**Work request**:
Repeat the entries exactly as they stand.

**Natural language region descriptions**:
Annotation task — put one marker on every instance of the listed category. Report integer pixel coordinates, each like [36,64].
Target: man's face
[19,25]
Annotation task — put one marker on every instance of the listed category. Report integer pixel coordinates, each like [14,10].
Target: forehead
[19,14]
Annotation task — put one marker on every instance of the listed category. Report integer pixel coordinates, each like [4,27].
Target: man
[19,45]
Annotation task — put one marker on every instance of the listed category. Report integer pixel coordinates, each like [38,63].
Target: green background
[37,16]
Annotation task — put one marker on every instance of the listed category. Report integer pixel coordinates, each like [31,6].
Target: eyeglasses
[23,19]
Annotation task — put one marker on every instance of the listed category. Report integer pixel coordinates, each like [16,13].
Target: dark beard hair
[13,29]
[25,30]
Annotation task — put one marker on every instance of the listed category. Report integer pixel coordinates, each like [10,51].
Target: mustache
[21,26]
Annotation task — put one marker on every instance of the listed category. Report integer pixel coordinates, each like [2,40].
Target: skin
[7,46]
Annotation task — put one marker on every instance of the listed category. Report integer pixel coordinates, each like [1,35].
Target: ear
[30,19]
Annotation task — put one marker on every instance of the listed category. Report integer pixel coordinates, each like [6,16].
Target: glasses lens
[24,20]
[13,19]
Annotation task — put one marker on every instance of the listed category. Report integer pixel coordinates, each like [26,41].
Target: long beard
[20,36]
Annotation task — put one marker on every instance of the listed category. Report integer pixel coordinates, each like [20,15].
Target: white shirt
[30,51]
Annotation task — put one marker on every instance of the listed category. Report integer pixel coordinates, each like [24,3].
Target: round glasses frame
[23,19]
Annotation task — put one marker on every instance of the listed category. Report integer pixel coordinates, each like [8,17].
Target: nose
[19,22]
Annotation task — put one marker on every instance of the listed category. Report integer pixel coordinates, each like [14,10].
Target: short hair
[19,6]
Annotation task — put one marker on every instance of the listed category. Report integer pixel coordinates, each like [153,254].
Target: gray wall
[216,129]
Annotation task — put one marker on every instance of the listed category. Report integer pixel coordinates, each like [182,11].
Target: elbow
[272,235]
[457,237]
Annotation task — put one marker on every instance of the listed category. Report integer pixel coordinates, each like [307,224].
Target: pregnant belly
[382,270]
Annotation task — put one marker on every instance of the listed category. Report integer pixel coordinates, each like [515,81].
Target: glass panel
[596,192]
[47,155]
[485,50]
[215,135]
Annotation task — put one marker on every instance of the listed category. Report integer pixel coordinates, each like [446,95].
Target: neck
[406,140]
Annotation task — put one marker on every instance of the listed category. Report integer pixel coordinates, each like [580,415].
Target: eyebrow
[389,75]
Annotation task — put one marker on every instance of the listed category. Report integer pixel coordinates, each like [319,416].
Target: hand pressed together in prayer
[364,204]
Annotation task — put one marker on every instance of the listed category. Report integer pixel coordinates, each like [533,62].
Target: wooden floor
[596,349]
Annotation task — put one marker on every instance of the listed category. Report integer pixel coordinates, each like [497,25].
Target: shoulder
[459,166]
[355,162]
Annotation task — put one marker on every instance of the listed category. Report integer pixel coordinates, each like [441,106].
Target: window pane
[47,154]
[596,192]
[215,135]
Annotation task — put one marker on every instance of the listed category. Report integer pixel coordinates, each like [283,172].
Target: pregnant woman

**Output of the task**:
Annotation task — put one marker on every instance of the listed category. Report integer pixel coordinates, each like [36,64].
Target: man's face
[19,25]
Annotation task — put one marker on every instance of the listed category. Report integer pixel coordinates, each like [14,10].
Target: forehead
[19,14]
Annotation task — put one marker on every instance of the listed category. Report integer pixel coordinates, each like [4,27].
Target: man
[19,45]
Annotation task — put one marker on every instance of the listed category. Report integer pixel coordinates, each like [38,63].
Target: green background
[37,16]
Annotation task — put one marker on every instance of the listed category. Report integer pixel coordinates, each like [31,6].
Target: eyeglasses
[23,19]
Annotation task — put one marker on every instance of the listed category. Report integer pixel coordinates, each like [16,13].
Target: dark beard hair
[13,29]
[25,30]
Annotation task — put one marker on every instance of the listed category. Report integer pixel coordinates, each like [10,51].
Target: mustache
[21,26]
Annotation task — put one marker on every instance of the listed category. Report integer pixel coordinates, each like [2,40].
Target: skin
[7,46]
Annotation task — put one marker on every instance of the listed category. Report integer pixel coordinates, each like [1,35].
Target: ear
[30,19]
Annotation task — put one marker on every instance of the listed category. Report integer pixel coordinates, each like [6,16].
Target: glasses lens
[24,20]
[13,19]
Annotation task — put one marker on every instance of the listed category. Report integer pixel coordinates, each like [26,41].
Target: long beard
[20,36]
Annotation task — put one marker on every instance of the listed category. Report integer pixel coordinates, each like [20,15].
Target: white shirt
[30,51]
Annotation task — put one marker on every instance of the listed category. Report integer pixel coordinates, each like [24,3].
Target: round glasses frame
[23,19]
Annotation task — put one marker on every instance of the listed category. Report integer pixel coordinates, each like [8,17].
Target: nose
[19,22]
Annotation task — put one marker on every instance of the listed category. Report integer pixel coordinates, each like [14,10].
Target: short hair
[19,6]
Annotation task — put one marker on every instance of the listed category. Report integer pixel coordinates, each like [153,254].
Target: gray wall
[216,129]
Annotation task — put one marker on every instance of the listed category. Report integer pixel coordinates, each like [182,11].
Target: elbow
[272,235]
[457,237]
Annotation task — put one marker on every instance of the listed category. Report integer pixel coordinates, each like [307,224].
Target: pregnant belly
[382,270]
Annotation task — put one marker on every instance of the listed category. Report integer pixel coordinates, each like [515,81].
Target: glass panel
[596,192]
[47,155]
[485,50]
[215,135]
Annotation task — put one marker on every instance of the listed category. Report integer pixel coordinates, each like [446,95].
Target: neck
[406,140]
Annotation task — put one marker on every instance of the listed category. Report integer pixel coordinates, each like [580,415].
Target: eyebrow
[389,75]
Annotation task — put one marker on every instance of the listed category. Report integer pixel coordinates, each like [319,416].
Target: hand pressed together in prayer
[364,204]
Annotation task — put one marker on every instance of the listed category. Report integer pixel coordinates, each like [533,62].
Target: wooden floor
[596,349]
Annotation task — put one marker on every instance of the listed category. Report integer pixel coordinates, each like [497,25].
Target: shoulder
[459,166]
[355,162]
Annotation task — put one marker on every instance of the listed category. Report integer pixel coordinates, each like [441,106].
Target: window pane
[47,154]
[596,192]
[215,135]
Annotation task — put one marker on every instance of the listed category. Report integer pixel coordinates, each like [283,172].
Target: pregnant woman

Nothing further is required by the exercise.